** start **
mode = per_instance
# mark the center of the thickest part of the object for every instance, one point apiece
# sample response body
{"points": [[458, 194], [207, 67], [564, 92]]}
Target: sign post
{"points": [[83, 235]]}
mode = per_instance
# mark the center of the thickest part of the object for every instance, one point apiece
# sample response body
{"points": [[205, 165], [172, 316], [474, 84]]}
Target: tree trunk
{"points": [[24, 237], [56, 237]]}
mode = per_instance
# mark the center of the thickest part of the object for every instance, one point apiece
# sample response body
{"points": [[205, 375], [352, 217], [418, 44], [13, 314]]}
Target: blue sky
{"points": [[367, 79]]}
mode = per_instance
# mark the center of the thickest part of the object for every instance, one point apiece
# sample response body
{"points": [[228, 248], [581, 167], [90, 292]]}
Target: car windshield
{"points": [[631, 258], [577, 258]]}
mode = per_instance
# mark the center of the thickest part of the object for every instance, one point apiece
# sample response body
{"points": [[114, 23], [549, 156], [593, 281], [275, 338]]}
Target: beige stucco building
** end **
** start **
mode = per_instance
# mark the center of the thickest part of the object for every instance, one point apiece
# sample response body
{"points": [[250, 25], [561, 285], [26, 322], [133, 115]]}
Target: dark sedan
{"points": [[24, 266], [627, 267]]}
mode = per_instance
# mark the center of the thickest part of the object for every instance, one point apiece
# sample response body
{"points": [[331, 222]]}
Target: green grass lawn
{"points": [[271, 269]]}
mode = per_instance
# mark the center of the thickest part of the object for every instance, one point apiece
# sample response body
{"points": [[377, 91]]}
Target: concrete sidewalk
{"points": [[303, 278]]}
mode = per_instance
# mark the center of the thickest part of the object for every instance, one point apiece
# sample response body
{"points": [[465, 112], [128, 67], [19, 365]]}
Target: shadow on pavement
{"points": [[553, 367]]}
** end **
Work to complete:
Please show every line of the records that contains the string "Target". Case counts.

Complete response:
Target: sign post
Target: tree trunk
Target: blue sky
Target: car windshield
Target: beige stucco building
Target: dark sedan
Target: green grass lawn
Target: concrete sidewalk
Target: shadow on pavement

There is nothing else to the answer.